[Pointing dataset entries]

>> Start

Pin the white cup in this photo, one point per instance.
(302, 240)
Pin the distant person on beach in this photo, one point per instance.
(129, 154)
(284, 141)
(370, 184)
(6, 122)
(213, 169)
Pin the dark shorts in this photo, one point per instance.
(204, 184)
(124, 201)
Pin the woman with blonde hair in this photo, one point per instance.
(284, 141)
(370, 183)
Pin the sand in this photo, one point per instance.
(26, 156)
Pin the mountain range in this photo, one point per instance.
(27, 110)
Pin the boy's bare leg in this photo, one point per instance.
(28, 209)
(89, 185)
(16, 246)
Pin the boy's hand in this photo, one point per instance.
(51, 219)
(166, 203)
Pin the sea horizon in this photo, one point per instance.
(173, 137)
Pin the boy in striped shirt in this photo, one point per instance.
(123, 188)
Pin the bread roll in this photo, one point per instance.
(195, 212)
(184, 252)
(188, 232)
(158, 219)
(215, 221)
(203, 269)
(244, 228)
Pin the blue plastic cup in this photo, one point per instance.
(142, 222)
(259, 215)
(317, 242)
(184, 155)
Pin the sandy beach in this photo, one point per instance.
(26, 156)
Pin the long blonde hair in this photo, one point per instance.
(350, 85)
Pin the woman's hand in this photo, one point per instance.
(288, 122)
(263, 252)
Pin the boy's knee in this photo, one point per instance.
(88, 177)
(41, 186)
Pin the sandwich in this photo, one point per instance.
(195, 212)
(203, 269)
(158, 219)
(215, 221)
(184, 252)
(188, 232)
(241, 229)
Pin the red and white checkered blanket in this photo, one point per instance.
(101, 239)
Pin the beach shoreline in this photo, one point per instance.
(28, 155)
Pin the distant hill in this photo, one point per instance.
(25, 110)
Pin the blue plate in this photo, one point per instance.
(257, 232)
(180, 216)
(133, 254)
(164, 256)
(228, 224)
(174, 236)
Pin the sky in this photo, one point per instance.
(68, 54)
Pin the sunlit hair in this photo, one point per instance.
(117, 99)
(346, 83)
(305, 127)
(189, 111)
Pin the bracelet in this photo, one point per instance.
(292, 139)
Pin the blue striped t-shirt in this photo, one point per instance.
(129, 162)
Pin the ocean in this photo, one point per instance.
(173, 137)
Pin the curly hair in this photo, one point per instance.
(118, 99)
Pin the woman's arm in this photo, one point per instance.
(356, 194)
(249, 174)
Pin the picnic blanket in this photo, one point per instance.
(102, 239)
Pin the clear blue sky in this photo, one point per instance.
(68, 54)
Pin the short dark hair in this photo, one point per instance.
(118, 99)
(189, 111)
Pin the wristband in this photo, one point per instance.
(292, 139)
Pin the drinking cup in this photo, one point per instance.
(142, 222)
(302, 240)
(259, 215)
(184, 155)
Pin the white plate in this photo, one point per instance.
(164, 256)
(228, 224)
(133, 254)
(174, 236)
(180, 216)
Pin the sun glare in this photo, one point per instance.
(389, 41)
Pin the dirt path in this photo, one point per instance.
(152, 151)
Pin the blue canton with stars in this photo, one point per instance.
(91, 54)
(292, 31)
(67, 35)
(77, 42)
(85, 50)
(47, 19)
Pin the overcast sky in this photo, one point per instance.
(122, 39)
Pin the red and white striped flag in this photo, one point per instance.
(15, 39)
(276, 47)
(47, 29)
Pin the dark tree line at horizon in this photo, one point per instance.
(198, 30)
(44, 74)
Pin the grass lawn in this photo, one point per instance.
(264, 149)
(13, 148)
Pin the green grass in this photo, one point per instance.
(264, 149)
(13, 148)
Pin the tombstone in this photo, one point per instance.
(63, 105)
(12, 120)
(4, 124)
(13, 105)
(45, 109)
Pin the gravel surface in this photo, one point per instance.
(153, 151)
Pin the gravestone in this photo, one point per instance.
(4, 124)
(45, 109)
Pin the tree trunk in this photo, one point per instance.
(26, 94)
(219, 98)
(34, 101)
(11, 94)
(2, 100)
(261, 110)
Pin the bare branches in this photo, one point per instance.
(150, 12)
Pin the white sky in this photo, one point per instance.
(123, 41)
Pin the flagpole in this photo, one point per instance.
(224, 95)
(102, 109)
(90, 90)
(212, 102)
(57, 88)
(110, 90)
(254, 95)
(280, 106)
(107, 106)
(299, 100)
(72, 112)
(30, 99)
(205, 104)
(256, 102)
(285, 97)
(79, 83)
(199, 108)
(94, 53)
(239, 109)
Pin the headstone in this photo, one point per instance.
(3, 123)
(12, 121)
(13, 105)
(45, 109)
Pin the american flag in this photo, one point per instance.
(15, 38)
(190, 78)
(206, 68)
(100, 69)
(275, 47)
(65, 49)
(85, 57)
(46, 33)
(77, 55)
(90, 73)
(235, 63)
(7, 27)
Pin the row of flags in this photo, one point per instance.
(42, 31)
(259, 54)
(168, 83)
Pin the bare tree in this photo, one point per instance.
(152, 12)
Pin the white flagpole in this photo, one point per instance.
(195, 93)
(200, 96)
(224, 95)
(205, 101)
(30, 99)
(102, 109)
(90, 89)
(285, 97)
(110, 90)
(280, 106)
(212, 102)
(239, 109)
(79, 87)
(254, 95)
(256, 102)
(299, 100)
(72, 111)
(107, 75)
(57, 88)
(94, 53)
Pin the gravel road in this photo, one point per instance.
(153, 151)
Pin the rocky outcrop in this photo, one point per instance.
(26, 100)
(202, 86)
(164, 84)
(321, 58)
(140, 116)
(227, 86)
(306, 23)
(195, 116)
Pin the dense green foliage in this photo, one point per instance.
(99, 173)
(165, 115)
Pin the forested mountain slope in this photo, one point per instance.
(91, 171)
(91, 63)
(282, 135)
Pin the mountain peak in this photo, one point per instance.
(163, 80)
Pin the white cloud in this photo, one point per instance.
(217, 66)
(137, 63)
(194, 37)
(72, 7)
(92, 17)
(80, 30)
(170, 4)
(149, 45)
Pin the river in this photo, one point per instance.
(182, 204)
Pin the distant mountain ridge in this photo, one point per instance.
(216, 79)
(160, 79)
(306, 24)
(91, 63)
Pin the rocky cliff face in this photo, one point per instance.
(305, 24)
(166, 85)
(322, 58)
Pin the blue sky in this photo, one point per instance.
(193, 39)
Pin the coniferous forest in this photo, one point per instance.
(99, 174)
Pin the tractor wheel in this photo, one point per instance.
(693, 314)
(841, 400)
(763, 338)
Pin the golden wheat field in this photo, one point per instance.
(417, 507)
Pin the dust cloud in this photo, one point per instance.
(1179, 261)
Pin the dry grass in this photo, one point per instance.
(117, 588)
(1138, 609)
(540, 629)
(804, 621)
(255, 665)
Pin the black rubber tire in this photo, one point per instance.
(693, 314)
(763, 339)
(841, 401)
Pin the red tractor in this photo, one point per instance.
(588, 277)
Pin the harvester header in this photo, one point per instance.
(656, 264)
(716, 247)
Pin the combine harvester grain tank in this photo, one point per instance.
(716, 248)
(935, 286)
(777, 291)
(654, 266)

>> End
>> Start

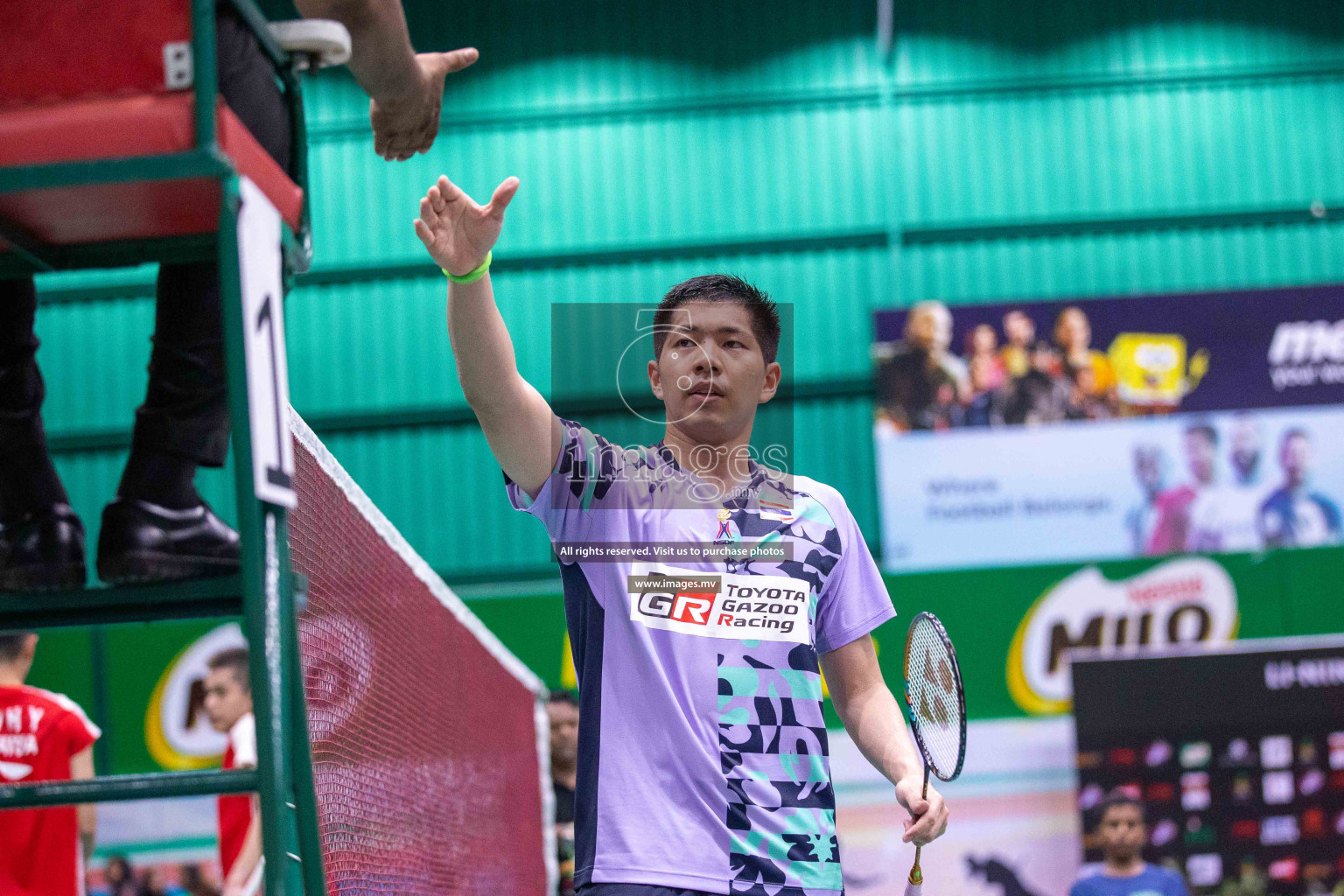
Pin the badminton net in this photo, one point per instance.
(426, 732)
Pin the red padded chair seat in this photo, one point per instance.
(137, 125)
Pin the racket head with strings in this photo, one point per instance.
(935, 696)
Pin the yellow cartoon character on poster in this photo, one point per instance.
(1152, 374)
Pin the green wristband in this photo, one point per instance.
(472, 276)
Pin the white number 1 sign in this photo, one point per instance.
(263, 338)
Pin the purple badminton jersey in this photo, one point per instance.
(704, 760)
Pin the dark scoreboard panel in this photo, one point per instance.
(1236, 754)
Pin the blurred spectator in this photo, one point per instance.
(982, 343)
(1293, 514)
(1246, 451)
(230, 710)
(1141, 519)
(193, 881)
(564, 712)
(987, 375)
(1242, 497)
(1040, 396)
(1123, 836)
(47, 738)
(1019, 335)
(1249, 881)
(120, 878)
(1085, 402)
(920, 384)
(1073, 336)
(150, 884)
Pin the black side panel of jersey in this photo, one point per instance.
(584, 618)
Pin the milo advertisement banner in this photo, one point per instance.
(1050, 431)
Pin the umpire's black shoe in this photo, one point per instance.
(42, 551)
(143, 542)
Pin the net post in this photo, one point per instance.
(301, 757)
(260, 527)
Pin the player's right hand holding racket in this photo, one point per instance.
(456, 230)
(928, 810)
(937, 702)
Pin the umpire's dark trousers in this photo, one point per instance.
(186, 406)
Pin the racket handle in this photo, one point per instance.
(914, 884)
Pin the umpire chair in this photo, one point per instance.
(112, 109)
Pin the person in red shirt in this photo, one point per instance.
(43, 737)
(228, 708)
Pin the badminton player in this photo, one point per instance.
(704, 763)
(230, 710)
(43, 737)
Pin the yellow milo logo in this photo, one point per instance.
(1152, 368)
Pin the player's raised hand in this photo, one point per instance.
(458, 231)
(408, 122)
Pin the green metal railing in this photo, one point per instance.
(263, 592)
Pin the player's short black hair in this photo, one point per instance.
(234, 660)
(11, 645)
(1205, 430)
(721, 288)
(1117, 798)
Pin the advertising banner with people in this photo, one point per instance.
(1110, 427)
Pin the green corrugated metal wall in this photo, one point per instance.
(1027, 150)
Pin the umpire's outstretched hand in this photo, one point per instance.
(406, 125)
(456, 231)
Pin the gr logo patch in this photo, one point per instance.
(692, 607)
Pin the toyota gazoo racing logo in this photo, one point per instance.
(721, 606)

>> End

■ Brief ■
Count the lines in the entries above that contain the string "tree", and reply with only that number.

■ Expected answer ■
3